[Labeled area outline entries]
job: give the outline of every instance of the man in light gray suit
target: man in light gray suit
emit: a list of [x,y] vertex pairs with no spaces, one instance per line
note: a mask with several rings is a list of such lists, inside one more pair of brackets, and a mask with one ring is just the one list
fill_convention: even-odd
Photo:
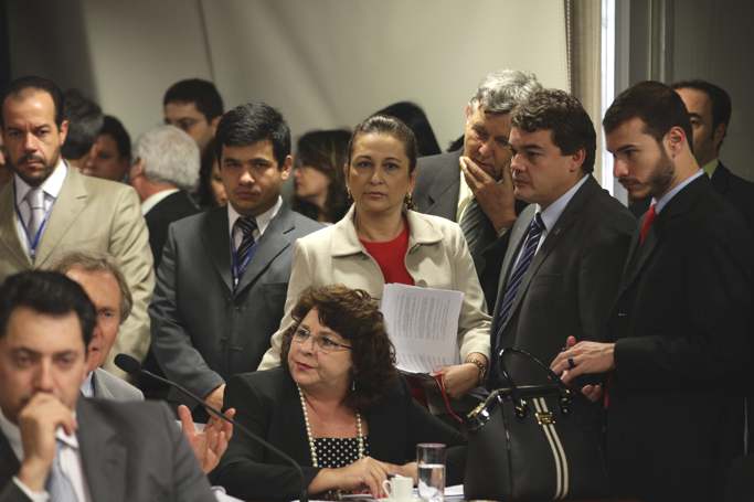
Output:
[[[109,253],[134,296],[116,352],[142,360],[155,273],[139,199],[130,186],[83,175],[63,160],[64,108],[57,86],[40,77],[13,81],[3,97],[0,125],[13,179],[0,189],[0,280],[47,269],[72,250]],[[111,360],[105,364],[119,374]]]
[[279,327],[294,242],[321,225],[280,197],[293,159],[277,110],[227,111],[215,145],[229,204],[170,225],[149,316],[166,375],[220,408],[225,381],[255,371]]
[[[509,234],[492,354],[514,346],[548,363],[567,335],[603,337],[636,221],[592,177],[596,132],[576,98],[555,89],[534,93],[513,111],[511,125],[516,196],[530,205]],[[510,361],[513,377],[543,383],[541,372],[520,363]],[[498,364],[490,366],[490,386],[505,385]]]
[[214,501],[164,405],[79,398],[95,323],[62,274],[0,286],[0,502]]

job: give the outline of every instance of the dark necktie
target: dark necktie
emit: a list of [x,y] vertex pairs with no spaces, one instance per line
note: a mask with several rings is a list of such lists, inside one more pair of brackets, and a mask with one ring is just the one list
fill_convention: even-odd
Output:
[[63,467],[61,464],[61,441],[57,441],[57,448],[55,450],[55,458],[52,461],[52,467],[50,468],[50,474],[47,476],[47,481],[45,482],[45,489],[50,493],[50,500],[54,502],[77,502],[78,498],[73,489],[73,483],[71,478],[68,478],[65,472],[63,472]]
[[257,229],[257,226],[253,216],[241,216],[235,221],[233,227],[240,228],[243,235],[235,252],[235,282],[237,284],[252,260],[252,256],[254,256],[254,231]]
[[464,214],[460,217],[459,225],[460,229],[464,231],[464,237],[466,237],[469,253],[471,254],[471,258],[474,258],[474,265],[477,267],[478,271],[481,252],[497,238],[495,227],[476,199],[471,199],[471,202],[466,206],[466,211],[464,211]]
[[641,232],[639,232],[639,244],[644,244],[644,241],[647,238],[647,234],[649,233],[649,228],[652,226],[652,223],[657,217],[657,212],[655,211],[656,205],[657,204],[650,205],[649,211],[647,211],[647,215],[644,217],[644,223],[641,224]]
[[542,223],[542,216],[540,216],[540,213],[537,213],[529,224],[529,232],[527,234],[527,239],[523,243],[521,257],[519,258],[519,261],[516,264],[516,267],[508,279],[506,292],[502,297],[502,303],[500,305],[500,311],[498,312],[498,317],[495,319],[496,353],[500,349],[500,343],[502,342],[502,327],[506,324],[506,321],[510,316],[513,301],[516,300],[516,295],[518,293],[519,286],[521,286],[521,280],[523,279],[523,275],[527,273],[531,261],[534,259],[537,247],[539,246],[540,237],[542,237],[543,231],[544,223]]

==

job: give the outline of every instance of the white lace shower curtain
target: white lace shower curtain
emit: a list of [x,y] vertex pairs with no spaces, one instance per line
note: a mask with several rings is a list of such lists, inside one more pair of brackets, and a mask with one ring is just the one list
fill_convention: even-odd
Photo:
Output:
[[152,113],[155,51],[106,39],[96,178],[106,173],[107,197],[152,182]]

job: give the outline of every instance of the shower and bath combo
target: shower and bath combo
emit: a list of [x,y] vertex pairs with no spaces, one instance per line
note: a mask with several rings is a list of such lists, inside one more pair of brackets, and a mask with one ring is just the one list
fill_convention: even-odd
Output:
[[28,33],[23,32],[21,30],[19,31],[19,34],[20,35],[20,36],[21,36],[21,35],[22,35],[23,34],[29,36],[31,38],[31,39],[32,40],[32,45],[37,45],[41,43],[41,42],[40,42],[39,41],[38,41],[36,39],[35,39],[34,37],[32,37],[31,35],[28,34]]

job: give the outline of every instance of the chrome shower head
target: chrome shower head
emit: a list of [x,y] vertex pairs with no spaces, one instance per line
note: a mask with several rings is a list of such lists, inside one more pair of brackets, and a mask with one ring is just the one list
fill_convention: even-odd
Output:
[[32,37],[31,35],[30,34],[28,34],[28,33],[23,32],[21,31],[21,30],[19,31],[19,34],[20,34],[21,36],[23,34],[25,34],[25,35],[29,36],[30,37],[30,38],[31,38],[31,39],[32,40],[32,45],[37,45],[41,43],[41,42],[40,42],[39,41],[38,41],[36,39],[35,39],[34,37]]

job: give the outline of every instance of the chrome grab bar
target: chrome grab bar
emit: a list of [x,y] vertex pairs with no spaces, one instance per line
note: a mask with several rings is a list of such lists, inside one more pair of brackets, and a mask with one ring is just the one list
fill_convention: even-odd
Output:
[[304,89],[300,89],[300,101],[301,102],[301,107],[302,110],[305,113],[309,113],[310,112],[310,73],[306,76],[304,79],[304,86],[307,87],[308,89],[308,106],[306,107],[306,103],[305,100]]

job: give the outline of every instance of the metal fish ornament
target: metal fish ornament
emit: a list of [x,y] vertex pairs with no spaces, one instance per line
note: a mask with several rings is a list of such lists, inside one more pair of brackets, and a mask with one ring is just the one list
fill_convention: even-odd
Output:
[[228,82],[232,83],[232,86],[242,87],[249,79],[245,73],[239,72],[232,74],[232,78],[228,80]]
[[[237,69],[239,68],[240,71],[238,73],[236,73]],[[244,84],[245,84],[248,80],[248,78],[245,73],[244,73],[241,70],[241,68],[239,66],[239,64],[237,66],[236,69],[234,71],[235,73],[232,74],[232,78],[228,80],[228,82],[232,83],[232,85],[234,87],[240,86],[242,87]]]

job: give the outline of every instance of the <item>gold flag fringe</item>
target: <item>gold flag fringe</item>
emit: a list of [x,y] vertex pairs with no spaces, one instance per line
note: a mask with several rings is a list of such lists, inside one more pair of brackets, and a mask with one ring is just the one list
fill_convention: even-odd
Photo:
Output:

* [Directions for this task] List every line of the labeled area outline entries above that contains the string "metal", treating uppercase and lowercase as different.

* [Output]
job: give the outline of every instance of the metal fish ornament
target: metal fish ornament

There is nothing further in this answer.